--- TE VERWERKEN MATERIAAL ---
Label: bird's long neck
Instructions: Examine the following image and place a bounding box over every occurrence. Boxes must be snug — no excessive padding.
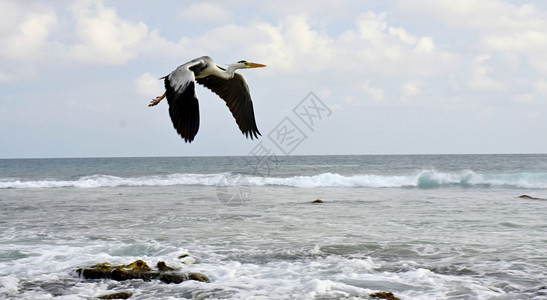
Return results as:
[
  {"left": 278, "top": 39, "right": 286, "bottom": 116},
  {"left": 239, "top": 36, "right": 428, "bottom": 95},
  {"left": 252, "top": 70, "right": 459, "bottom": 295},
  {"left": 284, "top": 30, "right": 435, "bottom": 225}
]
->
[{"left": 214, "top": 64, "right": 237, "bottom": 80}]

--- UIT TE VOEREN OPDRACHT ---
Geef de regels van alle items hierboven weer als Markdown-tabel met de kolommen Nr en Regel, één regel per rij en zonder lege regels. Laat de afbeeldingen weg.

--- UITWERKING OPDRACHT ---
| Nr | Regel |
|---|---|
| 1 | Label: bird's long neck |
| 2 | Instructions: Examine the following image and place a bounding box over every occurrence. Boxes must be snug — no excessive padding. |
| 3 | Return results as: |
| 4 | [ |
| 5 |   {"left": 278, "top": 39, "right": 286, "bottom": 116}, |
| 6 |   {"left": 239, "top": 36, "right": 428, "bottom": 95}, |
| 7 |   {"left": 252, "top": 70, "right": 459, "bottom": 295}, |
| 8 |   {"left": 284, "top": 30, "right": 435, "bottom": 225} |
| 9 | ] |
| 10 | -> |
| 11 | [{"left": 214, "top": 64, "right": 237, "bottom": 80}] |